= Set task =
Locate each line in the rows below that contains the word "person", treating uppercase and lowercase as distinct, and copy every such line in full.

Start Task input

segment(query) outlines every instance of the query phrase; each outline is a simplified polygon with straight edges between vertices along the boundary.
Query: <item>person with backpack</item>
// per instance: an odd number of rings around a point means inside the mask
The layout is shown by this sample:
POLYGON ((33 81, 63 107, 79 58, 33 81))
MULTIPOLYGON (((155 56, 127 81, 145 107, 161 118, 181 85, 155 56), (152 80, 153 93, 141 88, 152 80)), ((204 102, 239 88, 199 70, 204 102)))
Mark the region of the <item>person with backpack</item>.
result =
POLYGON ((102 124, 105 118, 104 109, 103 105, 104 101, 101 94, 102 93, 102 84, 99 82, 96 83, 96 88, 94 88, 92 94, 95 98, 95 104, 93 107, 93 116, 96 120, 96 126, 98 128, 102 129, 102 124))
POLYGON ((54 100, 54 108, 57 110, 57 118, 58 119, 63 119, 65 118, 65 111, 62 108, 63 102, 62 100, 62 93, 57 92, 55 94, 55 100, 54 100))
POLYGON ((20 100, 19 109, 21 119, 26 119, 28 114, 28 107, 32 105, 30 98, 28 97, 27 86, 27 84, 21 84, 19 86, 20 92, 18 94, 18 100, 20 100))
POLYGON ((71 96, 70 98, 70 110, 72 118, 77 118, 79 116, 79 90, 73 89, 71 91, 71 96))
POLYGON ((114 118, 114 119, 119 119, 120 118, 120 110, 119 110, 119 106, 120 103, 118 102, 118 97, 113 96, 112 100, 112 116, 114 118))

End Task input
Start Task input

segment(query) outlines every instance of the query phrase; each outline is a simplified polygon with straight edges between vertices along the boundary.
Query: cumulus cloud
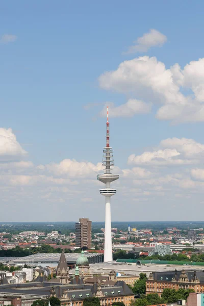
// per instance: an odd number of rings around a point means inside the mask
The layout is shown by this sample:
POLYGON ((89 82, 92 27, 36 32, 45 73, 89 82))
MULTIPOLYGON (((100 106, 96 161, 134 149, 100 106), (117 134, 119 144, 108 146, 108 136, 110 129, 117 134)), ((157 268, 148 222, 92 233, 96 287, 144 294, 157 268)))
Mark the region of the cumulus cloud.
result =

End Task input
Start Task input

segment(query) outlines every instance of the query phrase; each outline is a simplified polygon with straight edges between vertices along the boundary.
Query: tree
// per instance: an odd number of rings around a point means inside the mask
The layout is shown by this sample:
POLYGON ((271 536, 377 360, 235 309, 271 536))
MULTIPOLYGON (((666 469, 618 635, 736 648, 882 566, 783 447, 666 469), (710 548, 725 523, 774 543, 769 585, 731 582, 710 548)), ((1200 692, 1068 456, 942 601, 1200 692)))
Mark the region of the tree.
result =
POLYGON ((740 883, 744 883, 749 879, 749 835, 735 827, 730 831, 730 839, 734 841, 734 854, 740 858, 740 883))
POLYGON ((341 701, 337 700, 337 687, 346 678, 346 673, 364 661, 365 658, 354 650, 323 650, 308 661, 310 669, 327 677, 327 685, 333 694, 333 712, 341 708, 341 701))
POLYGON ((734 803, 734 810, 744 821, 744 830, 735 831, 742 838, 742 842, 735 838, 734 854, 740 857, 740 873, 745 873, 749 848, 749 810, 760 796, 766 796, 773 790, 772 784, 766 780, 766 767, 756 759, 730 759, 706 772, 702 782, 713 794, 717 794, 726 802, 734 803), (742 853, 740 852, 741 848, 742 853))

End Task input

= Exercise solution =
Query: <item>person with backpack</item>
Mark the region of the <item>person with backpack</item>.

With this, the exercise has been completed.